* **SOURCE**:
Elle choisit dans le menu le museau vinaigrette et le plat d’andouillette accompagné de frites et de haricots verts ainsi qu’une bonne bière… Et, au cas où nous aurions des doutes, Lio précise : « J’ai une faim de loup ». C’est l’ordinaire des répétitions d’un grand spectacle : lever à l’aube pour une journée épuisante avec juste une pause-déjeuner en début d’après-midi pour reprendre quelques forces…
Forte tête
A 37 ans, l’ex-Lolita du Top 50 n’a rien perdu de son proverbial goût pour la vie même si elle a un peu ramé ces dernières années. Oh, pas par manque de talent, elle n’a plus rien à prouver de ce côté là. Plus certainement parce qu’elle s’est retrouvée en marge d’un milieu qui pense que les hommes ont du caractère et les femmes mauvais caractère. « Je suis grande gueule, confirme-t-elle, mais ce n’est pas par caprice. Etre odieuse avec les techniciens, ce n’est pas mon genre. Moi, je suis dure avec les PDGs, les producteurs, ceux qui ont le pouvoir et qui continuent à rouler en BMW et à habiter leur maison de Saint-Cloud pendant qu’on dit que le spectacle va mal et qu’on fait travailler les artistes douze heures par jour. Je ne supporte pas l’abus de pouvoir ».

* **LIGNES EXTRAITES**:
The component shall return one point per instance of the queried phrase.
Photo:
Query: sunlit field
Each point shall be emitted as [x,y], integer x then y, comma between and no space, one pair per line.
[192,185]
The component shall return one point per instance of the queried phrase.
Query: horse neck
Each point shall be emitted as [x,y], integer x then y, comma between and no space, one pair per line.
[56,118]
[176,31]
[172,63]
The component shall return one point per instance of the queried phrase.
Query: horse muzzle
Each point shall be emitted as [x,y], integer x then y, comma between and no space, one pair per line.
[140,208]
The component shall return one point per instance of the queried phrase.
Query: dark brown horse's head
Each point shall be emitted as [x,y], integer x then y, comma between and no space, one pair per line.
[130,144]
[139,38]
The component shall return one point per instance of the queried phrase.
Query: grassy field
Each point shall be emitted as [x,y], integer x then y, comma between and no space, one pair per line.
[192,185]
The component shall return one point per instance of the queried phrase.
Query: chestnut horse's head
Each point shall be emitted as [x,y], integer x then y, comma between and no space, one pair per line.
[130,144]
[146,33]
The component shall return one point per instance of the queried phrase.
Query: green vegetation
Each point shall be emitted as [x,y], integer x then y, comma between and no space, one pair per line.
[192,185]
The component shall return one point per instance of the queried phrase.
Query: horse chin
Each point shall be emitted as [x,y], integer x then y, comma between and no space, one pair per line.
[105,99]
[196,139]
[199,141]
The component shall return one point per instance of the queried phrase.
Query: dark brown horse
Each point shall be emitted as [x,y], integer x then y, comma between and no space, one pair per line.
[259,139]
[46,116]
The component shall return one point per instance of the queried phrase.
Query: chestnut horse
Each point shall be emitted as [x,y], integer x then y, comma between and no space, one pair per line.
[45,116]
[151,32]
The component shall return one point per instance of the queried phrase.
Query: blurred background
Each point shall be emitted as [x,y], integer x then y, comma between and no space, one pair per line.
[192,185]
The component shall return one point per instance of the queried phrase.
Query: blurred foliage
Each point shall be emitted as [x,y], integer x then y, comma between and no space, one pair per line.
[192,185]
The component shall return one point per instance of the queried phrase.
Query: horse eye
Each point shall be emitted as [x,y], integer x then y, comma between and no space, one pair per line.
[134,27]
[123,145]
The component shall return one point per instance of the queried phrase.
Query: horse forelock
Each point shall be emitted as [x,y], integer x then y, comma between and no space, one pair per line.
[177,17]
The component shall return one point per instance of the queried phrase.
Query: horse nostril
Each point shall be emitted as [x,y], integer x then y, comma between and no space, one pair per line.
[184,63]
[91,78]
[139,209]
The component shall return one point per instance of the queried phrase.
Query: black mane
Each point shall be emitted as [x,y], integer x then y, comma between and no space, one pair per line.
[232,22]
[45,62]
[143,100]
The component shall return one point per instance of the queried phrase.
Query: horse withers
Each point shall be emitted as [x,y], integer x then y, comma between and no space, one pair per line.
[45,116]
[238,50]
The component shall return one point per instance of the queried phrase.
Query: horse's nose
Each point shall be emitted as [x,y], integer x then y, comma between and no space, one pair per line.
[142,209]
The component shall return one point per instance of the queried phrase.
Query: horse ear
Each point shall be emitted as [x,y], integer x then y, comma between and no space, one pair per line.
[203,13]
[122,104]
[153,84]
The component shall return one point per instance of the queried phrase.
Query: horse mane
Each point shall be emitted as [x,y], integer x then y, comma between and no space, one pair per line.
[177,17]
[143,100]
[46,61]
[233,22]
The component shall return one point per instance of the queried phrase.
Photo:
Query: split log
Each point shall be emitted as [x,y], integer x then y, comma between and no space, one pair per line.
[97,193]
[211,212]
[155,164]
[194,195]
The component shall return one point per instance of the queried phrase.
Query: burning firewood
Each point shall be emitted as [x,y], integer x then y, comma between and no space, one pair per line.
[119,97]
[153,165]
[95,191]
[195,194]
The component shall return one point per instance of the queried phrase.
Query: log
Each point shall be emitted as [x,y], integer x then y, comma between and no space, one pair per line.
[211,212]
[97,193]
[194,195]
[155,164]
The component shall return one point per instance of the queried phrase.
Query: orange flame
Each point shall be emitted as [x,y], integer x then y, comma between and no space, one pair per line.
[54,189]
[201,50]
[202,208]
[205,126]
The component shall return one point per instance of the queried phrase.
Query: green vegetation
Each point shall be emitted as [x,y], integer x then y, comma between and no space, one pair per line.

* **CONSIGNE**:
Poursuivez l'article consacré à Lio en reprenant juste après sa dernière phrase.

* **CORRIGÉ**:
Avant de chanter ce « Banana split » qui a fait d’elle une vedette à seize ans, Lio adorait déjà les comédies musicales qui passaient au cinéma ou à la télévision. « Je trouvais l’idée de chanter, de danser et de jouer en même temps tellement naturelle. J’ai d’ailleurs agencé certaines de mes chansons comme des mini-comédies musicales ». Mais personne n’était encore venu lui en proposer une vraie, façon Broadway, ce qui ne laisse pas de la surprendre : « Des chanteuses qui savent jouer et danser, ça ne se bouscule pas au portillon. Et puis, il faut avoir le tempérament pour ça et de l’abattage ! Je ferais aussi une excellente meneuse de revue. Mais une revue à l’ancienne, avec plumes et paillettes. Moi, je ferais ça très premier degré, avec la même candeur qu’un enfant ».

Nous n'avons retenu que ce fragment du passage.